- _SET PROBLEM_: Rename "instance" to "occurrence" in the lines starting at the one containing "Target: muddy trail" and ending at the last line, leaving everything else unchanged. Give back only those lines.

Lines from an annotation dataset
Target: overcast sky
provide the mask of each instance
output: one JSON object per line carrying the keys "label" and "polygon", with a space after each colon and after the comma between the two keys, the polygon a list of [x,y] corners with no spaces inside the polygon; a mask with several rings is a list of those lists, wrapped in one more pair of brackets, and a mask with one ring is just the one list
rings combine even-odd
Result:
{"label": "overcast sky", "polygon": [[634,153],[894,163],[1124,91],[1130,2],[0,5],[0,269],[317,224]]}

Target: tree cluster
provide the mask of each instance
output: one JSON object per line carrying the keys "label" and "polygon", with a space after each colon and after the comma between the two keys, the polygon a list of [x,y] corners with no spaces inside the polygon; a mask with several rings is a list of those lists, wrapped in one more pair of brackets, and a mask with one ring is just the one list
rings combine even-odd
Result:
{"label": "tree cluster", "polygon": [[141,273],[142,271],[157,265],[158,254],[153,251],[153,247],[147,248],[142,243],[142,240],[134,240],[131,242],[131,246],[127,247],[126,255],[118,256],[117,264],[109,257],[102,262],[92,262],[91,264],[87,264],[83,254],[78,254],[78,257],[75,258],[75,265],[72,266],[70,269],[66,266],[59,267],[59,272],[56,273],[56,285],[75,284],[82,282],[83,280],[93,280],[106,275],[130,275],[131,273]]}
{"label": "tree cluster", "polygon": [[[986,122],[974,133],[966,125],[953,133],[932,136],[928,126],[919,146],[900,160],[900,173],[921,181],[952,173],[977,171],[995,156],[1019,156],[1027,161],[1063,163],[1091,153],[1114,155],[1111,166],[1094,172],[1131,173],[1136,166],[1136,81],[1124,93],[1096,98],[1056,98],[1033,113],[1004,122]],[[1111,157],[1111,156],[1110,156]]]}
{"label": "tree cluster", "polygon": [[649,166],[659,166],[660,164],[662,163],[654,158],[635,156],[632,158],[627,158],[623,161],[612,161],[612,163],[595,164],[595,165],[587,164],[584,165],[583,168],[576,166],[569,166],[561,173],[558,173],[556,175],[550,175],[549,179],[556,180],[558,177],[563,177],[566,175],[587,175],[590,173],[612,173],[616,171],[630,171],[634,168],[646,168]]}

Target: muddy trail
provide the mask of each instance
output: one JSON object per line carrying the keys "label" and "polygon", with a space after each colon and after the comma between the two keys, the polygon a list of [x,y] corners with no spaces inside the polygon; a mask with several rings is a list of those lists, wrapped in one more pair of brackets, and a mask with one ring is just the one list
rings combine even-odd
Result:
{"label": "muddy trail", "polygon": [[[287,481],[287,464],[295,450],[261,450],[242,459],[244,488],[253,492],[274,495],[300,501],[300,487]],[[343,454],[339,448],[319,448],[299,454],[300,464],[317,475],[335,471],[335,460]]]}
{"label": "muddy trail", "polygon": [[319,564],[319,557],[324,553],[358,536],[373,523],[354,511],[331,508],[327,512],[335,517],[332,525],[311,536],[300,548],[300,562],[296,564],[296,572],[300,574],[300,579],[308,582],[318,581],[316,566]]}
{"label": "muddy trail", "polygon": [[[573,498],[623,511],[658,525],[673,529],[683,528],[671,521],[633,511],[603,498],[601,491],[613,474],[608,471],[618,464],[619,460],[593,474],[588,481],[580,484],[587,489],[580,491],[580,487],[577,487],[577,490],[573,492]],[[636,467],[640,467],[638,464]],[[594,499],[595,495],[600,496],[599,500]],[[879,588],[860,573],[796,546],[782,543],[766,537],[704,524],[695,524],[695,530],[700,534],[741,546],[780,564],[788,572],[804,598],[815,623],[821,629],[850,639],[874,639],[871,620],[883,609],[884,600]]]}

- _RESULT OF THIS EXERCISE_:
Target: muddy trail
provide the mask of each occurrence
output: one JSON object per line carrying the keys "label" and "polygon", with a space after each colon and after the comma between the two keys, the polygon a list of [x,y] corners with no spaces inside the polygon; a mask with several rings is a list of those lists, wrapped in one more pair of brackets, and a mask with one ring is just the one list
rings combine even-odd
Result:
{"label": "muddy trail", "polygon": [[[287,481],[287,464],[295,450],[261,450],[242,459],[244,488],[253,492],[274,495],[300,501],[300,487]],[[343,454],[339,448],[319,448],[299,454],[300,464],[317,475],[335,471],[335,460]]]}
{"label": "muddy trail", "polygon": [[319,564],[319,557],[324,553],[358,536],[373,523],[354,511],[331,508],[327,512],[335,517],[332,525],[311,536],[300,548],[300,562],[296,564],[296,572],[300,574],[300,579],[308,582],[318,581],[316,566]]}
{"label": "muddy trail", "polygon": [[[573,498],[623,511],[658,525],[673,529],[683,528],[671,521],[633,511],[603,498],[601,491],[613,474],[608,471],[618,464],[619,460],[593,474],[588,481],[580,484],[587,489],[580,491],[580,487],[577,487],[577,490],[573,492]],[[636,467],[640,467],[638,464]],[[594,499],[595,495],[600,496],[599,500]],[[879,588],[860,573],[796,546],[782,543],[766,537],[704,524],[695,524],[695,530],[700,534],[741,546],[780,564],[788,572],[804,598],[815,623],[821,629],[850,639],[874,639],[871,620],[883,609],[884,600]]]}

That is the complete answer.